GOAL OF THE EXERCISE
Rewrite all the items below with "dark rock" switched to "black boulder" and nothing else changed. Leave the pictures out of what you return.

TASK DATA
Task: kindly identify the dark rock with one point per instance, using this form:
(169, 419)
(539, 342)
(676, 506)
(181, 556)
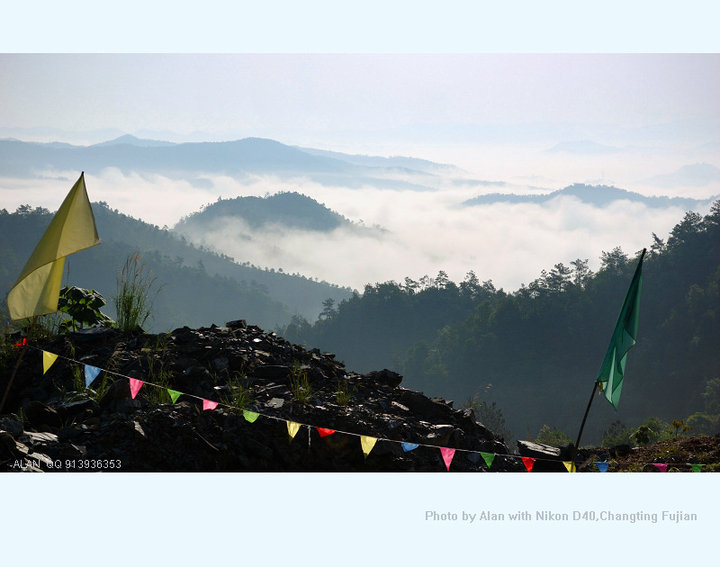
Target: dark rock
(147, 434)
(41, 416)
(384, 378)
(272, 372)
(11, 424)
(78, 409)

WRITTEN REPLY
Task: kindly identify the black boulder with one point per instance, using this form:
(169, 419)
(539, 342)
(676, 506)
(181, 556)
Target: black boulder
(147, 434)
(41, 416)
(384, 378)
(272, 372)
(11, 424)
(78, 409)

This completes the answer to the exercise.